-- Start of PAGE EXCERPT --

Space Trash Scavenger has quickly become one of my favorite games and I have a feeling it's far from done. What is currently available is really good and points to a really good future.

Phobia Check - None, really. The monsters in this game are all clearly mechanical variants on bright light faces that barf energy at you but in a bad way, but there is a long monster with no legs that if you squint and turn your head, you might see as a snake. There is also a spider (or at least a monster with 8 legs) in the trailer, though I haven't seen it in game (unless it's the big multilegged butthole that I only see from below or in space). Monsters do not move in a natural or triggering way. There are no fangs or lunges or anything like that.

Think I should be checking for phobias other than spiders or snakes? Let me know in the comments!

At first, the game reminded me a good bit of No Man's Sky. Shoot resources, put them in machines, get stuff, make other stuff, sell at market, automate things. However, there is one thing this game does that I've never seen before and I absolutely love.

The way the game handles crafting is, as far as I can tell, completely innovative.

First, it''s important to understand that no machines need more than two things to craft, usually another crafted item plus some raw resources. The crafting machines fling forward anything they make or can't use. Read that last sentence again because nothing further will make sense until you start from there. It's hard to explain just how cool this works out in game. When I make my group of crafting machines, it doesn't matter if I have access to any one specific machine. I can send it through 50 machines that don't need it, and it would still land where it needs to be, so long as the machines are pointing the right way. I forgot to include plastic in one set last night, and just stuck it on the very end of the line. It was flung forward four machines to where it needed to be simply because the machines in between were all linked together and going the same direction.

-- End of PAGE EXCERPT --
-- Start of ENTRIES PROVIDED --

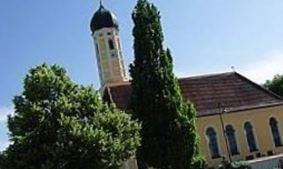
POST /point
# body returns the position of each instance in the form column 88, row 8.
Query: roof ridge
column 206, row 75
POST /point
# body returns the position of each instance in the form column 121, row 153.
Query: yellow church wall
column 259, row 118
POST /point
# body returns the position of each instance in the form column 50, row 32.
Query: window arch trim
column 256, row 147
column 214, row 152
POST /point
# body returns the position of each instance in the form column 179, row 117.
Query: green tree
column 58, row 124
column 275, row 85
column 169, row 137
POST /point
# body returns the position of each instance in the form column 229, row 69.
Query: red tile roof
column 232, row 90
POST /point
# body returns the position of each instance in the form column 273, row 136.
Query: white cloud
column 265, row 68
column 4, row 112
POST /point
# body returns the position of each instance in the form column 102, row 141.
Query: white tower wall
column 109, row 56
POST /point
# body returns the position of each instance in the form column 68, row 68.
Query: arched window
column 213, row 143
column 250, row 137
column 111, row 44
column 230, row 133
column 275, row 132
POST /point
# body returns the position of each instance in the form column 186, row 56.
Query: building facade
column 237, row 119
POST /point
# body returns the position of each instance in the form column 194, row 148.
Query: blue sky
column 205, row 36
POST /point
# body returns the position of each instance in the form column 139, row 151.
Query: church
column 237, row 119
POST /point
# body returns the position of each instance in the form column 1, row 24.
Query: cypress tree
column 169, row 138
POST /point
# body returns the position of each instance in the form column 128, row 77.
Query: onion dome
column 103, row 18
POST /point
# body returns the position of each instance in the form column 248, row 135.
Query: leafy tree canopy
column 275, row 85
column 58, row 124
column 169, row 137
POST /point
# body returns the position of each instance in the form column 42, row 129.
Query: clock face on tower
column 105, row 33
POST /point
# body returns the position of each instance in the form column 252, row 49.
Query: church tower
column 105, row 33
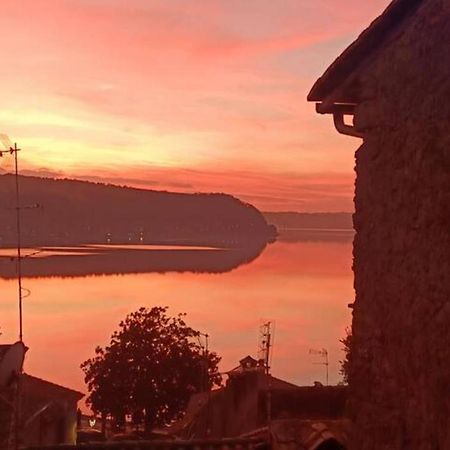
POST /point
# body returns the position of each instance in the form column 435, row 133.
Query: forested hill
column 73, row 212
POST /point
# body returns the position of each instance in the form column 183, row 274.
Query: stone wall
column 400, row 363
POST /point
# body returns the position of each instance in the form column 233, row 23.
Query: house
column 394, row 81
column 48, row 412
column 251, row 399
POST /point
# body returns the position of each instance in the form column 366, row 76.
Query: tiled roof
column 369, row 41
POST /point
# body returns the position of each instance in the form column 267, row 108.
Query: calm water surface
column 303, row 286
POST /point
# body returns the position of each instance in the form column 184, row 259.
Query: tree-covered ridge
column 74, row 212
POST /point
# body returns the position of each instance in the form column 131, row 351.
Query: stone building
column 395, row 82
column 306, row 417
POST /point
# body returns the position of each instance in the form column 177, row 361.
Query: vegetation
column 345, row 363
column 150, row 369
column 75, row 212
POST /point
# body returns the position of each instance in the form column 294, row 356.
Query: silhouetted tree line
column 71, row 212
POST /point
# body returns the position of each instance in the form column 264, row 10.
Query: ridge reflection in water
column 108, row 260
column 304, row 286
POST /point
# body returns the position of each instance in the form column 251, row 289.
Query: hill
column 73, row 212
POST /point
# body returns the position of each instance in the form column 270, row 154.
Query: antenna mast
column 324, row 354
column 265, row 345
column 13, row 150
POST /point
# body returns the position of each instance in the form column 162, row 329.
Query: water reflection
column 304, row 286
column 109, row 260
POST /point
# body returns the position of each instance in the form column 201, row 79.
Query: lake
column 303, row 283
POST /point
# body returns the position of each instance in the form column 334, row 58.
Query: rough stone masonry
column 400, row 359
column 400, row 368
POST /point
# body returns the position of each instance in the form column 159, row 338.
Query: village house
column 48, row 412
column 394, row 81
column 254, row 404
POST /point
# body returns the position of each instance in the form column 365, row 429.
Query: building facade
column 395, row 82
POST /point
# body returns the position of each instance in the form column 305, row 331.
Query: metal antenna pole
column 19, row 244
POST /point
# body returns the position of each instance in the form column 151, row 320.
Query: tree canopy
column 151, row 367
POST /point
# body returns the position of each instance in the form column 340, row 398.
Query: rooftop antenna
column 324, row 354
column 266, row 339
column 13, row 150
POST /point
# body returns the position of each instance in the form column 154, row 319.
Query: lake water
column 302, row 283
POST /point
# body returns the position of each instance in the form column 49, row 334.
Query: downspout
column 343, row 128
column 339, row 110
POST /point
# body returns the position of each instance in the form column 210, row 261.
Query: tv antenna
column 266, row 341
column 14, row 150
column 323, row 353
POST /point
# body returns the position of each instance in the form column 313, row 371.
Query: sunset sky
column 186, row 95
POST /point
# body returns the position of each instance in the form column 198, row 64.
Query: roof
column 30, row 380
column 368, row 42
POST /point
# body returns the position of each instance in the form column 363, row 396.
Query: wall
column 400, row 364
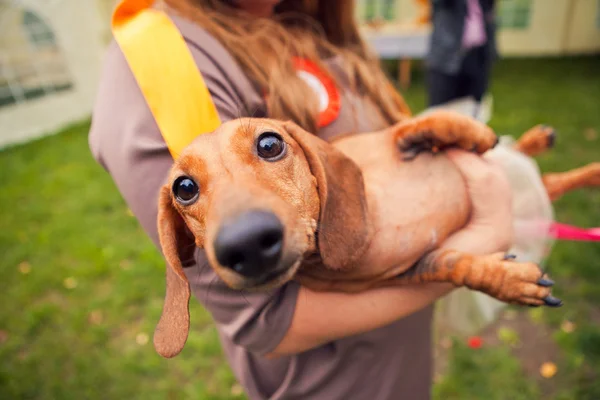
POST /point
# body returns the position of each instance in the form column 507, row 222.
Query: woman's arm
column 126, row 141
column 321, row 317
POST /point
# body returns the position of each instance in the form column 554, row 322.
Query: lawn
column 82, row 286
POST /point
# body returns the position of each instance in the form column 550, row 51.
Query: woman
column 304, row 61
column 462, row 51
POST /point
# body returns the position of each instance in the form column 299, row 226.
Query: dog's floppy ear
column 343, row 221
column 173, row 327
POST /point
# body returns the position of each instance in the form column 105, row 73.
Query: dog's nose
column 251, row 245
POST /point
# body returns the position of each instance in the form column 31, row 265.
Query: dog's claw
column 409, row 155
column 552, row 301
column 545, row 282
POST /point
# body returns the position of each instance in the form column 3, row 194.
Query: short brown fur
column 364, row 211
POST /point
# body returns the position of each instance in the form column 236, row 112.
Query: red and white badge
column 324, row 87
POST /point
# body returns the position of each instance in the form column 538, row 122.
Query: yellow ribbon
column 165, row 72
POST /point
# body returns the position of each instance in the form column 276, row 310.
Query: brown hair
column 312, row 29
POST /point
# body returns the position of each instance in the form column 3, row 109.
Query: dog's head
column 257, row 195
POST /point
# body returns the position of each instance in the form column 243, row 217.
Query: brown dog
column 270, row 202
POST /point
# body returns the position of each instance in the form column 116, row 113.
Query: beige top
column 393, row 362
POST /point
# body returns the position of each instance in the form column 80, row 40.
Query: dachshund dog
column 270, row 202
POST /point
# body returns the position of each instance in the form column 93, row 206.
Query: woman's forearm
column 321, row 317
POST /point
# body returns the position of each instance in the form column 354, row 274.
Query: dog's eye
column 186, row 191
column 270, row 146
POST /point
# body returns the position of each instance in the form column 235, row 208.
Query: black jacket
column 448, row 18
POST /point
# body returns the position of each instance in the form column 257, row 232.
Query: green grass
column 82, row 286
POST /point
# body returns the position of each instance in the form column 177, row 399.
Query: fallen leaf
column 510, row 315
column 237, row 390
column 475, row 342
column 142, row 339
column 508, row 336
column 95, row 317
column 125, row 264
column 548, row 369
column 567, row 326
column 446, row 342
column 590, row 134
column 24, row 268
column 70, row 283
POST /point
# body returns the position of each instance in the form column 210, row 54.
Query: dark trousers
column 472, row 79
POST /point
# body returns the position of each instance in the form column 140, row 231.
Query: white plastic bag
column 466, row 311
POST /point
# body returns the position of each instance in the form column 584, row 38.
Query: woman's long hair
column 312, row 29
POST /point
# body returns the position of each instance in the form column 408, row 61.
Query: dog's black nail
column 545, row 282
column 552, row 301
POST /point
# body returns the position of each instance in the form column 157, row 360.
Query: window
column 514, row 14
column 369, row 10
column 32, row 64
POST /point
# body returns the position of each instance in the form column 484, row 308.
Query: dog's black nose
column 251, row 245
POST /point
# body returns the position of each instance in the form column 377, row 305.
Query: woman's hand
column 491, row 198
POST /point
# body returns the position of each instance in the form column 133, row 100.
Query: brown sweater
column 390, row 363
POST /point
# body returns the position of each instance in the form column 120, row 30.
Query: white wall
column 78, row 27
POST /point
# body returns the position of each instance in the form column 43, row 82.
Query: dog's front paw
column 515, row 282
column 440, row 130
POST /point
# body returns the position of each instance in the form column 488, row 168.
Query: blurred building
column 51, row 50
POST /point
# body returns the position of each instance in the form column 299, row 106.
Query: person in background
column 303, row 61
column 462, row 50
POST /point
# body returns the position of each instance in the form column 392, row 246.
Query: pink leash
column 568, row 232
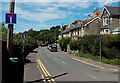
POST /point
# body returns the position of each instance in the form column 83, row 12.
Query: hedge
column 63, row 43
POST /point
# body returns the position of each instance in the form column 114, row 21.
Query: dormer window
column 105, row 21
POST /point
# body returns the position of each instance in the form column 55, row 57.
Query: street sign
column 10, row 18
column 24, row 36
column 99, row 37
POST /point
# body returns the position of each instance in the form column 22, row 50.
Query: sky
column 45, row 14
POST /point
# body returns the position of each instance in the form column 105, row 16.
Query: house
column 93, row 24
column 81, row 27
column 110, row 20
column 116, row 30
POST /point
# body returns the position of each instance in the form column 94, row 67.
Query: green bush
column 46, row 43
column 74, row 45
column 63, row 43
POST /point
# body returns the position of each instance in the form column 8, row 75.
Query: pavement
column 62, row 67
column 31, row 69
column 92, row 62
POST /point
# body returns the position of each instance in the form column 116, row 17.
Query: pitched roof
column 113, row 10
column 116, row 29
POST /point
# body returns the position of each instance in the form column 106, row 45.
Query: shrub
column 46, row 43
column 74, row 45
column 63, row 43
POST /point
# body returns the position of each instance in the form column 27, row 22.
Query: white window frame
column 105, row 20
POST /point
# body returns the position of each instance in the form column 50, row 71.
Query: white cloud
column 105, row 2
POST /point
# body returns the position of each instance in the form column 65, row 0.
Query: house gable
column 91, row 21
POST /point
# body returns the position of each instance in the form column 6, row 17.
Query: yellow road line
column 47, row 74
column 95, row 65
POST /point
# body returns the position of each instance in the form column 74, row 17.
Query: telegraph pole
column 62, row 31
column 10, row 30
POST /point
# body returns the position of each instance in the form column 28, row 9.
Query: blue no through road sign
column 24, row 36
column 10, row 18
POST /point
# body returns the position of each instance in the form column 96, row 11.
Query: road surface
column 56, row 63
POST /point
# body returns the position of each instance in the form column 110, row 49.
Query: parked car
column 52, row 48
column 49, row 47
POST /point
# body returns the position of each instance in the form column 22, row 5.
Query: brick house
column 93, row 24
column 81, row 28
column 110, row 20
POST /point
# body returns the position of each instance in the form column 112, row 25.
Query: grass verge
column 96, row 58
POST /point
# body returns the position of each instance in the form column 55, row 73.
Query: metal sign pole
column 10, row 30
column 23, row 48
column 100, row 52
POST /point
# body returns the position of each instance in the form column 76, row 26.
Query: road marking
column 94, row 77
column 95, row 65
column 91, row 75
column 47, row 74
column 63, row 62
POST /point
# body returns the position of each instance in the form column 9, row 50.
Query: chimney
column 96, row 12
column 89, row 17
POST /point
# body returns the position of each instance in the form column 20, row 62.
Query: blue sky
column 43, row 15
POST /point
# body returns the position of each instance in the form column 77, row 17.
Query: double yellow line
column 46, row 73
column 95, row 65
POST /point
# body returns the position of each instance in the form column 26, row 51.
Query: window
column 105, row 20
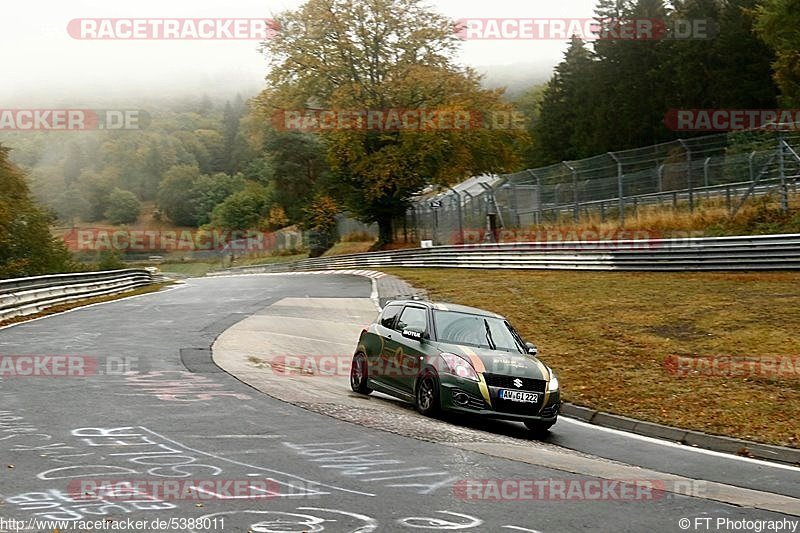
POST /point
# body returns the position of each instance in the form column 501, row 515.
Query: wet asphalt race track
column 154, row 410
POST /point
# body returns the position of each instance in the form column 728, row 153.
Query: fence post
column 728, row 199
column 782, row 175
column 688, row 174
column 620, row 189
column 576, row 209
column 538, row 200
column 460, row 216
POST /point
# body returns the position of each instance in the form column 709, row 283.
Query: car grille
column 550, row 410
column 507, row 382
column 473, row 402
column 518, row 408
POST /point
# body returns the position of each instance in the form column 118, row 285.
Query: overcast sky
column 42, row 64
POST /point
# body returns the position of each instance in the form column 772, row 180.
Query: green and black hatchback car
column 455, row 358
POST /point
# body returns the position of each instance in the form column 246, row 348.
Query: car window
column 475, row 330
column 389, row 314
column 413, row 317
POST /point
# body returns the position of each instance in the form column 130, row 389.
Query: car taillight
column 457, row 365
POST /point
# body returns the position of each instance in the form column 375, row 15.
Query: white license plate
column 519, row 396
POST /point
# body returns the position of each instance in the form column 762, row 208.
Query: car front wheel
column 358, row 374
column 428, row 395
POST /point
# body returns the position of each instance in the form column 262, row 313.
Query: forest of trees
column 223, row 163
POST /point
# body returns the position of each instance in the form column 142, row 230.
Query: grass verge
column 610, row 337
column 82, row 303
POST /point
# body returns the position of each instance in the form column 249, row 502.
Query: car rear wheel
column 358, row 374
column 538, row 427
column 428, row 395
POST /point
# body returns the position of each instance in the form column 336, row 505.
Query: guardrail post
column 538, row 199
column 620, row 189
column 576, row 209
column 689, row 186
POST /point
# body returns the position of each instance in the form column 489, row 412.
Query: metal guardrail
column 762, row 252
column 26, row 296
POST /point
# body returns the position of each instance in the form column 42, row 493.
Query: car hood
column 500, row 361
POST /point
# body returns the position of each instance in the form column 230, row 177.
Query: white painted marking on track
column 682, row 447
column 254, row 467
column 517, row 528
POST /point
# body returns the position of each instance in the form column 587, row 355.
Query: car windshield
column 476, row 330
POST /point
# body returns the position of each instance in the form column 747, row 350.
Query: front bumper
column 464, row 396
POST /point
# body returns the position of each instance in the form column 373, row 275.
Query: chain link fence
column 731, row 167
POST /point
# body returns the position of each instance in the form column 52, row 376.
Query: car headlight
column 553, row 385
column 457, row 365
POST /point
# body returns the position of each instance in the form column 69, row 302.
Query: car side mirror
column 413, row 333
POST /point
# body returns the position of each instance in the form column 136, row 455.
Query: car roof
column 446, row 306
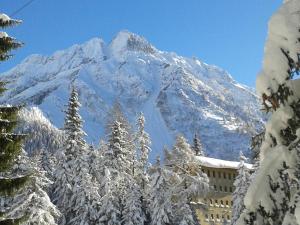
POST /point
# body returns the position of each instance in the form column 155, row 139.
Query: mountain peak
column 126, row 40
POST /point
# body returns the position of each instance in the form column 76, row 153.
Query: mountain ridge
column 177, row 94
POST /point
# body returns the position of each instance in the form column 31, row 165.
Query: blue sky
column 227, row 33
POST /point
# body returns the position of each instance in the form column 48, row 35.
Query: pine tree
column 40, row 208
column 143, row 143
column 197, row 146
column 269, row 199
column 75, row 194
column 133, row 213
column 11, row 183
column 141, row 165
column 241, row 184
column 160, row 195
column 110, row 211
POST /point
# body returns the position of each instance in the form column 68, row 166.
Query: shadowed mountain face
column 176, row 94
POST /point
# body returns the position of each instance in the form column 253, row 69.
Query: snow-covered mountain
column 176, row 94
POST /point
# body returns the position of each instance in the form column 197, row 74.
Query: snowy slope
column 176, row 94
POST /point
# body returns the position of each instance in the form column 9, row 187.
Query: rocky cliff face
column 176, row 94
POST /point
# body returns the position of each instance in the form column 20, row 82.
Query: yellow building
column 216, row 207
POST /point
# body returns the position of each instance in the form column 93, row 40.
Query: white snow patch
column 219, row 163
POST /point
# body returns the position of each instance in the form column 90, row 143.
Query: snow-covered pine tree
column 75, row 193
column 160, row 195
column 143, row 147
column 141, row 165
column 134, row 212
column 189, row 181
column 269, row 198
column 10, row 143
column 117, row 115
column 256, row 142
column 197, row 146
column 241, row 184
column 110, row 210
column 36, row 200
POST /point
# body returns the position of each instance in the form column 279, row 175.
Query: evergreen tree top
column 6, row 21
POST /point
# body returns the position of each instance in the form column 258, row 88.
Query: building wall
column 216, row 207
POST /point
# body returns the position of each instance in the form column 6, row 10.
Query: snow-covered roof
column 219, row 163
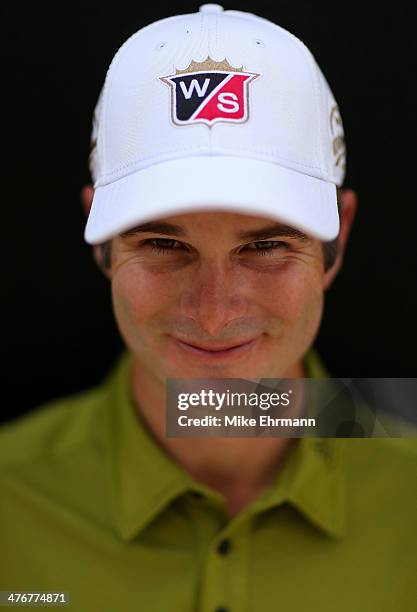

-- End of ENTRIES PROVIDED --

● WRITTEN EXERCISE 1:
In the game review, what do the crafting machines do with anything they make or can't use?
● WRITTEN EXERCISE 2:
Format the listing as a JSON list of strings, one string per line with blank lines omitted, beginning at the start of the listing and stopping after the line that contains "column 259, row 118". Leave out the pictures.

● TASK RESPONSE 1:
They fling it forward.

● TASK RESPONSE 2:
[
  "POST /point",
  "# body returns the position of each instance in the form column 88, row 8.",
  "Query: roof ridge",
  "column 206, row 75",
  "POST /point",
  "# body returns the position of each instance in the form column 121, row 153.",
  "Query: yellow church wall",
  "column 259, row 118"
]